→ PASSAGE PROVIDED
_ _ _ _ _
Copenhagen, Denmark

Environmental Justice

when 10 August 2022 - 23 August 2022
language English
duration 2 weeks
credits 7.5 EC
fee DKK 6375

Across the Globe, people rise up and protest against social inequities and environmental threats. They protest when confronted with environmental ‘bads’ such as polluted or degraded local environments. They protest when barred from accessing environmental ‘goods’ such as clean water, land for agriculture or grazing, or urban green spaces for recreation. They protest against environmental injustices associated with infrastructure development, industrial complexes, agribusinesses, and large corporations, which are seen to derive profit from activities that threaten the environments that underpin the livelihoods of current and future generations. These social movements can be grassroots groups and/or groups organized as non-governmental organizations, and often organize under the banner of ‘environmental justice’.

Alongside the growth of environmental justice movements, the academic field of environmental justice has also rapidly expanded. It is a highly interdisciplinary field that draws on theories and concepts from across the natural and social sciences and humanities, such as environmental science, moral and political philosophy, science studies, development studies, and critical human geography. Environmental justice academics seek to analyze: (i) the nature of the distribution of environmental benefits and burdens; (ii) how environmental phenomena are experienced in different ways by different social groups; (iii) how justice claims are enacted/mobilized in struggles over resources, in particular the strategies of the social movements that call for justice.
_ _ _ _ _
→ RECORDED INFORMATION
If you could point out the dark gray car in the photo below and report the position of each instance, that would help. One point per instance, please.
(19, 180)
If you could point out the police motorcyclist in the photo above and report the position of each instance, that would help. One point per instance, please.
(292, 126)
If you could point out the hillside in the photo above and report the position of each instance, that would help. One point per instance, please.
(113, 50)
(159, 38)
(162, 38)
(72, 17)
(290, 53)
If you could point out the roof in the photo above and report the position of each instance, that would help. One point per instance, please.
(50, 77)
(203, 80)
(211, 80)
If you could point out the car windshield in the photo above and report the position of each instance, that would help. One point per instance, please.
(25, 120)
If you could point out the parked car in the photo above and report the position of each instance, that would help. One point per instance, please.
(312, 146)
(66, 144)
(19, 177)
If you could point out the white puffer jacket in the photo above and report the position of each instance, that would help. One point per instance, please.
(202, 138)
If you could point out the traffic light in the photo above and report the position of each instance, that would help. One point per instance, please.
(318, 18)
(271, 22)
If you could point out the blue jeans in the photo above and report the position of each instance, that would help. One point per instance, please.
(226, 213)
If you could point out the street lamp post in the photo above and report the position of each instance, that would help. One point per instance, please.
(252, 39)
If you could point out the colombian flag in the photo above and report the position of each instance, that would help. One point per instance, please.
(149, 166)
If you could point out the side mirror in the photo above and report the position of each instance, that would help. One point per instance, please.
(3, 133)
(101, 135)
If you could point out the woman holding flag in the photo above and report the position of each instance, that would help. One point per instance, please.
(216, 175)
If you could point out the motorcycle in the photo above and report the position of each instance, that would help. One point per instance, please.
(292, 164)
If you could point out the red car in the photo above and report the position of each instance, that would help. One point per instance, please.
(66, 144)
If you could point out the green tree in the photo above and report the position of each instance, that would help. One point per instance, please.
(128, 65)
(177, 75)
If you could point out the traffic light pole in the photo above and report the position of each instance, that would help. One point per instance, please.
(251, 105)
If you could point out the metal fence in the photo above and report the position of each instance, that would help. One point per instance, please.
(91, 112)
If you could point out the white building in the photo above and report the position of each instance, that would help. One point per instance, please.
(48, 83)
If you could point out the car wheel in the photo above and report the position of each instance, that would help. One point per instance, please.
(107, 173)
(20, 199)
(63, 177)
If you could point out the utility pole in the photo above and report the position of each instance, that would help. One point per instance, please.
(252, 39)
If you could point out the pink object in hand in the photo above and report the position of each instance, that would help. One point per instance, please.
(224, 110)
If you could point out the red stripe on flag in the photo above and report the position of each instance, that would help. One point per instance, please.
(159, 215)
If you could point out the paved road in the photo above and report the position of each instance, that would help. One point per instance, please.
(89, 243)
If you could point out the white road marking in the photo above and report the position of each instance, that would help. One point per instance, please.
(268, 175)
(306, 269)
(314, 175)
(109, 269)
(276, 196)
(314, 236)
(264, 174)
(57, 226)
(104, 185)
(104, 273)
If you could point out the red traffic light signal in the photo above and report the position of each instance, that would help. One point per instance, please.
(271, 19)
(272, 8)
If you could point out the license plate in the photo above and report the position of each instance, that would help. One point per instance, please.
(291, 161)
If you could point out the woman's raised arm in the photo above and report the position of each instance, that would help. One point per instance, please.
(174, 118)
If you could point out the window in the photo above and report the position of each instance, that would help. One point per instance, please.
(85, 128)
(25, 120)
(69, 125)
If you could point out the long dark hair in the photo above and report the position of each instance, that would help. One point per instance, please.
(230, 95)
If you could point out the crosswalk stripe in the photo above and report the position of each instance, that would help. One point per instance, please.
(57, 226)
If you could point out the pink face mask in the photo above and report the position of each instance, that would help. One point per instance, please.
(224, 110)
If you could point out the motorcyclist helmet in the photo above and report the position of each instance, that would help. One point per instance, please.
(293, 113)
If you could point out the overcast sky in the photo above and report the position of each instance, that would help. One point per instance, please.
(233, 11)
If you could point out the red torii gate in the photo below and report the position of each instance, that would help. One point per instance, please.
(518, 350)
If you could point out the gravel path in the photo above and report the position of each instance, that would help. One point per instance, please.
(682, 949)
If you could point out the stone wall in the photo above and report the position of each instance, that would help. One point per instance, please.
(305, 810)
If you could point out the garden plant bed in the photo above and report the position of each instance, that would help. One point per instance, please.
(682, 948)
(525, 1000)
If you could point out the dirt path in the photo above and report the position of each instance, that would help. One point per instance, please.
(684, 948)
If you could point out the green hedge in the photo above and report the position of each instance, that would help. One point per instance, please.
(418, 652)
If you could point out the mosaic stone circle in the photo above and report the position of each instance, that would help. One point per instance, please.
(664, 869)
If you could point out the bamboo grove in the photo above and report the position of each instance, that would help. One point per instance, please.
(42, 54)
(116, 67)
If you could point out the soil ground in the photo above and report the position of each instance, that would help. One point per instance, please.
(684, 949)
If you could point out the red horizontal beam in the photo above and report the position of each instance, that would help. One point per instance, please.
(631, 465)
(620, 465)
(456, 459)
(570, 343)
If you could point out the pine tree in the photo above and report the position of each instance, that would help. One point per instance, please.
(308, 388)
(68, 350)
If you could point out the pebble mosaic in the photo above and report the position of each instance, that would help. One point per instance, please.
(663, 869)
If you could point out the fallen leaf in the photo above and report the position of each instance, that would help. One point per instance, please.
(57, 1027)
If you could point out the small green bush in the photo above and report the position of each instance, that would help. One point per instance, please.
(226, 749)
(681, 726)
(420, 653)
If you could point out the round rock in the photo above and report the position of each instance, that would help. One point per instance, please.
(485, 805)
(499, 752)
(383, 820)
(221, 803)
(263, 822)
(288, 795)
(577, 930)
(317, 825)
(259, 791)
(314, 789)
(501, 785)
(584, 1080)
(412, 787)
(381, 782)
_ _ _ _ _
→ REQUIREMENT 1
Tally the lines of the entries that contain the string "road", and reply with that number alone.
→ REQUIREMENT 2
Carry the environmental justice course description forward from its final sentence.

→ EXERCISE RESULT 1
2

→ EXERCISE RESULT 2
This course offers students of environmental science, food science, natural resources governance, geography, global development or similar fields the opportunity to learn how to understand, analyze, and engage in environmental justice conflicts and debates. Through an intensive three-week course, students will practice unraveling claims of environmental (in-)justice from a social science perspective that also incorporates elements of environmental history and environmental science. Students will also engage with theories on how social movements strategize and communicate their claims, and will get a chance to formulate their own strategy and methods for communicating such claims. Finally, students will be exposed to the realities of environmental justice advocacy groups that struggle to affect current environmental injustices. By the end of the course, students have acquired the skills to formulate critical questions and clear methodologies around environmental justice that will enable them to engage in diverse environmental justice conflicts and debates across diverse topics, scales, and contexts.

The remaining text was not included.